# PROBLEM DESCRIPTION
Reproduce precisely the lines between the start of the data below and the line with "# tag every instance of the fern frond", both included.

# PROVIDED ENTRIES
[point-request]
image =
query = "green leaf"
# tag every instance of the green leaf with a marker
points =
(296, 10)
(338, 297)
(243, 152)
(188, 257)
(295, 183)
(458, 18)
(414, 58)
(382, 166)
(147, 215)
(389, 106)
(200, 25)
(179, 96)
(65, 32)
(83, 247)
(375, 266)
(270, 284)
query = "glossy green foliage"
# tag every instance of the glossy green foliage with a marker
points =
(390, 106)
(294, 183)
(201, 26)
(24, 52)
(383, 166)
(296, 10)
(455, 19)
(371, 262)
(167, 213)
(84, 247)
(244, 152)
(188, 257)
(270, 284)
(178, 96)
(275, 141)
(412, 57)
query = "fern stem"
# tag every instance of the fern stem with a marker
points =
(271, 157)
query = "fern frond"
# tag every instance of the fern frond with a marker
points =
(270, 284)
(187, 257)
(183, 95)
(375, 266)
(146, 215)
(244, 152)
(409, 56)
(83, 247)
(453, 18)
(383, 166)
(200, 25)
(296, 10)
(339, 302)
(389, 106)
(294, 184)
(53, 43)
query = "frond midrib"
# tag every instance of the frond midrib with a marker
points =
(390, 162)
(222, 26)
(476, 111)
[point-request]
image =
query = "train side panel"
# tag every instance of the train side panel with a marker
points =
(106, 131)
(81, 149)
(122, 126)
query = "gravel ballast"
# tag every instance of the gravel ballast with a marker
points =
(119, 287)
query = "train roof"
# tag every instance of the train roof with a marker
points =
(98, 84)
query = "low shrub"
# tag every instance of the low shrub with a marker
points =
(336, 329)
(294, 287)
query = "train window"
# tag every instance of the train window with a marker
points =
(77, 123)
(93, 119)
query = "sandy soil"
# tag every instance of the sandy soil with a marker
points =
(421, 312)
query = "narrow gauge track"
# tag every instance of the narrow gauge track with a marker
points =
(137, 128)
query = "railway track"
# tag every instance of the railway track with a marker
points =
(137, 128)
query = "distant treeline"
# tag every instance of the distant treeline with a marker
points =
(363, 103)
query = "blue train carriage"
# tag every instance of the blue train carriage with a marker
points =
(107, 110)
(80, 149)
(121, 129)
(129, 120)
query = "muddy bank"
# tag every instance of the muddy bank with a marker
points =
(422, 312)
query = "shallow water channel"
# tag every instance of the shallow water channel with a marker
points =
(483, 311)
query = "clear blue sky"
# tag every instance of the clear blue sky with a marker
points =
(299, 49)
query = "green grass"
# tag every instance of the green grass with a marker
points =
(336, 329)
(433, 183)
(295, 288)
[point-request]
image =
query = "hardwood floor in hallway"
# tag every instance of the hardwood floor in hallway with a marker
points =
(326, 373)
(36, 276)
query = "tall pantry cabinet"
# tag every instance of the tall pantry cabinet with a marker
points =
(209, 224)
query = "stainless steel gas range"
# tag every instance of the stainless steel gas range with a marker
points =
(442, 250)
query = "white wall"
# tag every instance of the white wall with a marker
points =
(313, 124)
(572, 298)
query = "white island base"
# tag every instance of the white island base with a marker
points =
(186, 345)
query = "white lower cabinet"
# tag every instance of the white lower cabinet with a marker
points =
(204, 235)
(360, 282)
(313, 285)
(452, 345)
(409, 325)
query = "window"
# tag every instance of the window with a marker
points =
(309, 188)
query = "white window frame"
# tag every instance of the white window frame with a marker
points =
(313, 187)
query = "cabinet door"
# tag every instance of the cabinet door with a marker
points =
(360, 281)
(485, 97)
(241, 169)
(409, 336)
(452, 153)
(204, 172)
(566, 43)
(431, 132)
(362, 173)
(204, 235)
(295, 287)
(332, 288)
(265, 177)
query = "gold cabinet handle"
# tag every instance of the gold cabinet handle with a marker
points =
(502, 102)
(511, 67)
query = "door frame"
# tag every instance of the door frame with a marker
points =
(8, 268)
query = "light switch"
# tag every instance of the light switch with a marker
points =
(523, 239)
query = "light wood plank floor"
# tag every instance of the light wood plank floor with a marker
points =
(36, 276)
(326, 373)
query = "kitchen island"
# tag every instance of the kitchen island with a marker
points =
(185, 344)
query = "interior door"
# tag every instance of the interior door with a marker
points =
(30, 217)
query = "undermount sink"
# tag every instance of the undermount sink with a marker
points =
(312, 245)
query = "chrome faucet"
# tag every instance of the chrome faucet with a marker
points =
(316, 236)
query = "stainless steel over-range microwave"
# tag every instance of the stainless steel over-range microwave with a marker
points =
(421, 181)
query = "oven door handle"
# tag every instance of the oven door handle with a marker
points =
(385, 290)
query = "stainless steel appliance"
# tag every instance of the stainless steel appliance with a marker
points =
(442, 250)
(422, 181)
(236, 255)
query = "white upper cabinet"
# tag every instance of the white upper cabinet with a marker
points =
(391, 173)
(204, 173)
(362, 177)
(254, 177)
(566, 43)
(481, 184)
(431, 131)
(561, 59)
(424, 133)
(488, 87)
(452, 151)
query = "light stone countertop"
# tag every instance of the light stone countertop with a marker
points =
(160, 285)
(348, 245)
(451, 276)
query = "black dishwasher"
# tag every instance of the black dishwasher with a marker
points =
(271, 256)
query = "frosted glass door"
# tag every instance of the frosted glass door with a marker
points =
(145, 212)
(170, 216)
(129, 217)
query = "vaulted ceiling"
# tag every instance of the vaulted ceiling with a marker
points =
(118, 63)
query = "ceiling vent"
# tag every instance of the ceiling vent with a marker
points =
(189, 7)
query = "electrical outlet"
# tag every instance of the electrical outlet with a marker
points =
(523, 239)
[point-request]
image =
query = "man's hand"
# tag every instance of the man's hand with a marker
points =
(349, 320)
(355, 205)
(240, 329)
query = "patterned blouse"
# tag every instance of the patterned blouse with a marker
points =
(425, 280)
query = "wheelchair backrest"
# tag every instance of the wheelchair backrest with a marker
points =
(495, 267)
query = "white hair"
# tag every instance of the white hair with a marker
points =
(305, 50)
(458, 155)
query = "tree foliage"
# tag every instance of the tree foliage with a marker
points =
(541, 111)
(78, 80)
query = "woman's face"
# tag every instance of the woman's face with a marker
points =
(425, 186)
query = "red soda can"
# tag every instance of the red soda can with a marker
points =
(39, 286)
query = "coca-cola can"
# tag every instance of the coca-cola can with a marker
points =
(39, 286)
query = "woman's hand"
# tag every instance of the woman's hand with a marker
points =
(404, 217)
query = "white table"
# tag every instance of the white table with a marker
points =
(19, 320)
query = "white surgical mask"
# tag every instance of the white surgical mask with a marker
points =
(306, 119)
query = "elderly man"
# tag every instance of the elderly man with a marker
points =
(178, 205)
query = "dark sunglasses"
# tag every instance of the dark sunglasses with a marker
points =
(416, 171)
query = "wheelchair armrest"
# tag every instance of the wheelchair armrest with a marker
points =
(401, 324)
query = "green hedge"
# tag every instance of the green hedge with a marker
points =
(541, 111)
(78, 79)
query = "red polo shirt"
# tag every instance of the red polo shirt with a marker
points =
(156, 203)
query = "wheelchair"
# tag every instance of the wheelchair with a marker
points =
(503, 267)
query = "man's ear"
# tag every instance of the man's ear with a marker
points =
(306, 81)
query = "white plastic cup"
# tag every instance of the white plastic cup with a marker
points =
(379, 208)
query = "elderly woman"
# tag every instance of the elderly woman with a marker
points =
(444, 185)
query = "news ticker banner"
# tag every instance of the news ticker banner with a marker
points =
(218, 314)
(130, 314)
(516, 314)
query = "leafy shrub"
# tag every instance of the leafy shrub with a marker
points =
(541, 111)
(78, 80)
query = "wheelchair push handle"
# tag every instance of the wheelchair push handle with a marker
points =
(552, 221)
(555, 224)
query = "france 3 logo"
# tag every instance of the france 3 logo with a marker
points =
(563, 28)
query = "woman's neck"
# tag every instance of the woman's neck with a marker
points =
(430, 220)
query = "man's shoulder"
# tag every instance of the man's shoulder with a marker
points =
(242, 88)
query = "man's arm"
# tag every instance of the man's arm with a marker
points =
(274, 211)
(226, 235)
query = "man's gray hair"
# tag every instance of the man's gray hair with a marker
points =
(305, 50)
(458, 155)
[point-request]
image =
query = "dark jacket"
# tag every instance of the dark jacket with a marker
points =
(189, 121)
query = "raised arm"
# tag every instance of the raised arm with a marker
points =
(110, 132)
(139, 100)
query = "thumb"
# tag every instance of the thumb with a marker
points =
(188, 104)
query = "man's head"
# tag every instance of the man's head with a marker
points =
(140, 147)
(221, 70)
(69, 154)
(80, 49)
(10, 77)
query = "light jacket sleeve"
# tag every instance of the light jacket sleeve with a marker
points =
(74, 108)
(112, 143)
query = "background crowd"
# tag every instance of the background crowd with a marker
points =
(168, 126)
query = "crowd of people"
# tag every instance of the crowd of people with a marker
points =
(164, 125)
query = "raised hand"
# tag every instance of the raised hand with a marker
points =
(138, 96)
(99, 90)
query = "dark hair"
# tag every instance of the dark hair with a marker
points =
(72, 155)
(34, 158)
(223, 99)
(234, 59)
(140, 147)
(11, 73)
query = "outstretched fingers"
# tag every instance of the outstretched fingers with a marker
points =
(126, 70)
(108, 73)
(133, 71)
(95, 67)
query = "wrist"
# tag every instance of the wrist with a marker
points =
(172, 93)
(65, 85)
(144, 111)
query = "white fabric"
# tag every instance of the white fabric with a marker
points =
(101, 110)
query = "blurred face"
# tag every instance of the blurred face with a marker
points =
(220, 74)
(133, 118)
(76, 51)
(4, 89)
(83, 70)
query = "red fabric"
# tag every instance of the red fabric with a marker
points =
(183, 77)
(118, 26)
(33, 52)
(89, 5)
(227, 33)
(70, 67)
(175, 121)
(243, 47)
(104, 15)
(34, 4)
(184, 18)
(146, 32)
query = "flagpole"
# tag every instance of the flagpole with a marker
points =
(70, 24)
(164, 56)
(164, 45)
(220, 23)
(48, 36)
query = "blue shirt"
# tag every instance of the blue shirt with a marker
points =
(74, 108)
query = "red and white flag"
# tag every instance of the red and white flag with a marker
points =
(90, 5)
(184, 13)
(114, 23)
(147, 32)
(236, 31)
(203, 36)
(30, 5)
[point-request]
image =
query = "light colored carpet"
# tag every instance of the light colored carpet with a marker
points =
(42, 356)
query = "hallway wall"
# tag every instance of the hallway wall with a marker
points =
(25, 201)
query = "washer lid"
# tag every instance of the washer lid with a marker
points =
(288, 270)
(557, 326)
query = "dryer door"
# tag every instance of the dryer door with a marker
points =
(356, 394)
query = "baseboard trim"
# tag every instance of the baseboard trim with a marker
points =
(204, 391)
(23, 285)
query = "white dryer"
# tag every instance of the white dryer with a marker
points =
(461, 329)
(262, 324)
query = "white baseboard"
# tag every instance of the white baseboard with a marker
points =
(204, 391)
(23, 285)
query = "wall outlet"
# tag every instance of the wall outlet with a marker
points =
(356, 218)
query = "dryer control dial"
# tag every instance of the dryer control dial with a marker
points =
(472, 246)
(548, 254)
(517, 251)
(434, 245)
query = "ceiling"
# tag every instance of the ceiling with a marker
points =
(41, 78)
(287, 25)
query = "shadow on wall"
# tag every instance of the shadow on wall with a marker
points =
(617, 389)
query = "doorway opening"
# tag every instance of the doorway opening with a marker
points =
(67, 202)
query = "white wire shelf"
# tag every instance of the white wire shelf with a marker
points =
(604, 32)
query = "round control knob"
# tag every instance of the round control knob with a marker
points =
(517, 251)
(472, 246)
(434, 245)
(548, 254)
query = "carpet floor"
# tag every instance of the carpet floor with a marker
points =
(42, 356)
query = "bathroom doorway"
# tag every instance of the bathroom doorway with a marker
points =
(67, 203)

# RESPONSE BOX
[point-request]
image =
query = "green leaf"
# tag every instance of the green leaf with a marker
points =
(296, 10)
(338, 297)
(243, 152)
(188, 257)
(295, 183)
(458, 18)
(414, 58)
(382, 166)
(147, 215)
(389, 106)
(200, 25)
(179, 96)
(65, 32)
(83, 247)
(375, 266)
(270, 284)
query = "glossy green foliage"
# tag every instance of the glossy green foliage with a marker
points =
(390, 106)
(294, 183)
(201, 26)
(24, 52)
(383, 166)
(296, 10)
(455, 19)
(371, 262)
(167, 213)
(84, 247)
(244, 152)
(188, 257)
(270, 284)
(178, 96)
(275, 141)
(412, 57)
query = "fern stem"
# tag every instance of the fern stem with a marker
points =
(271, 157)
query = "fern frond"
# tag every instance of the fern frond with a marker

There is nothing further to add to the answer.